#### [Dataset records]
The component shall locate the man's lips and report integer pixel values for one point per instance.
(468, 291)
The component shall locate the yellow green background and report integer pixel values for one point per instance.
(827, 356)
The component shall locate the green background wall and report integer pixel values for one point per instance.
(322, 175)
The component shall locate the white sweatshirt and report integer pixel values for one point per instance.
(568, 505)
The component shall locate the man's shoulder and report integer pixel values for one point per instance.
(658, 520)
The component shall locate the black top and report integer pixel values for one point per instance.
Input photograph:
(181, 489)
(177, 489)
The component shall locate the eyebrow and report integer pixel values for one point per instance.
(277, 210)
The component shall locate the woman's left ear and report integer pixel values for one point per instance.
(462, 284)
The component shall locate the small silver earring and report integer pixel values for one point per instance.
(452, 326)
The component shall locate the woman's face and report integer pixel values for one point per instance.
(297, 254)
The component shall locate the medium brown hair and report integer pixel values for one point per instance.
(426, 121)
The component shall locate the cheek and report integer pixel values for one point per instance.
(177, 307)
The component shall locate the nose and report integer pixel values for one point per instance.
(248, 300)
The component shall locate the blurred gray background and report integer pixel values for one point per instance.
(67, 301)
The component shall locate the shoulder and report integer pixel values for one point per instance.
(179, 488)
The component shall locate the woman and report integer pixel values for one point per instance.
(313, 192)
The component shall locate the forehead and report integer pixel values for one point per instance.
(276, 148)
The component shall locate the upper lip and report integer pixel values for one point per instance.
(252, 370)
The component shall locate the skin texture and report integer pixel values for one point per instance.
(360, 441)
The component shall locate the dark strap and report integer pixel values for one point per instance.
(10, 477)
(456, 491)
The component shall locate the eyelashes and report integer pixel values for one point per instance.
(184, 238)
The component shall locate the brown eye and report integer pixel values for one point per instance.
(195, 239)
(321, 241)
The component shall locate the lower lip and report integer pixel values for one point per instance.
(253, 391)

#### [Task brief]
Write out every entry again exactly, please, with nothing missing.

#### [Response]
The component shall locate the man's lips and report integer pixel values for one point per instance.
(468, 291)
The component shall locate the yellow green background and report integer pixel values for one point per instance.
(827, 356)
The component shall locate the green background wall and report integer pixel values for one point per instance.
(322, 175)
The component shall locate the white sweatshirt and report integer pixel values for one point per instance.
(568, 505)
The component shall locate the man's shoulder and report integer pixel values for one point per instance.
(658, 520)
The component shall locate the black top and report integer pixel values for one point per instance.
Input photograph:
(181, 489)
(177, 489)
The component shall locate the eyebrow and report integer pixel values for one point per instance.
(277, 210)
The component shall locate the woman's left ear and report integer pixel values for one point per instance.
(462, 284)
The component shall locate the small silver earring and report integer pixel values for one point per instance.
(452, 326)
The component shall locate the woman's face and report integer pixel values for one point per instance.
(297, 254)
The component shall locate the medium brown hair and report integer pixel values for one point per instance.
(426, 121)
The component shall locate the cheek and report integer pixel values for one point per instance.
(177, 307)
The component shall locate the nose and report integer pixel values for one point per instance.
(248, 300)
The component shall locate the blurred gray background and report integer pixel values for one point per instance.
(67, 301)
The component shall locate the shoulder and report integer pixel values for one point per instance.
(179, 488)
The component shall locate the woman and report integer pixel values for one point per instance.
(313, 192)
The component shall locate the forehead and report integer pixel values for one point per instance.
(276, 148)
The component shall locate the upper lip and report integer pixel values for one point per instance.
(252, 370)
The component shall locate the skin texture and report integer pixel values for one point per instance.
(360, 441)
The component shall locate the dark strap and report integer pixel values for one point per instance.
(10, 477)
(456, 491)
The component shall locate the eyelashes and report integer pixel values for one point per instance.
(184, 238)
The component shall locate the brown eye and report integer pixel values for one point per instance.
(195, 239)
(321, 241)
The component shall locate the lower lip and report integer pixel values for one point per instance.
(253, 391)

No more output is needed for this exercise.